* [What the exercise asks]
Identify every line of the records that contains the string "dark", matching case exactly, and copy each of those lines.

* [The data]
--------
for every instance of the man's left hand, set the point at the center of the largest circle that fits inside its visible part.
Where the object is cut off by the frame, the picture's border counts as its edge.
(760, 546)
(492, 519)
--------
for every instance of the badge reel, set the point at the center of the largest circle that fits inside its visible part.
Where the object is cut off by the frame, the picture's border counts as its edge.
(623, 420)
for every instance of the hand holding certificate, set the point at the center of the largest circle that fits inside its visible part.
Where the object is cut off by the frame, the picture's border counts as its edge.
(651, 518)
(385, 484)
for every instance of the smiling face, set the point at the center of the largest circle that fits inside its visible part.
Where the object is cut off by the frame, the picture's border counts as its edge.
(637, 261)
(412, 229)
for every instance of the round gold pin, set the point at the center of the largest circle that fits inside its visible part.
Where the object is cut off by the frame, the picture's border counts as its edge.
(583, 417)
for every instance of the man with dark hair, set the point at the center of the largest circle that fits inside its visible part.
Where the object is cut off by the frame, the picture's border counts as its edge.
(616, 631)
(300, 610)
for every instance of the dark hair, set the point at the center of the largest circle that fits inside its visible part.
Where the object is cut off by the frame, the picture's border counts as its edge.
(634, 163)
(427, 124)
--------
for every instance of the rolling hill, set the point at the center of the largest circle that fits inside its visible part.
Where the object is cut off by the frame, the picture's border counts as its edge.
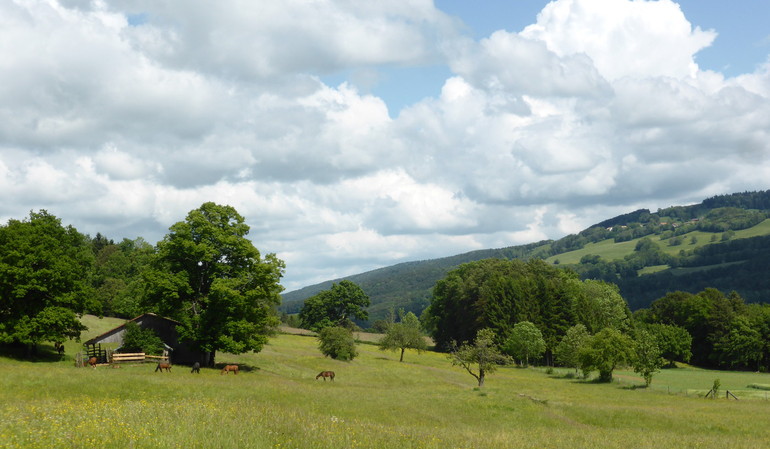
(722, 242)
--------
* [Correct result]
for every instance of the man with dark hair, set the point at the center of the largest circle that fits inside its visible part.
for every instance of the dark hair, set the point at the center of the largest circle that fits inside its visible part.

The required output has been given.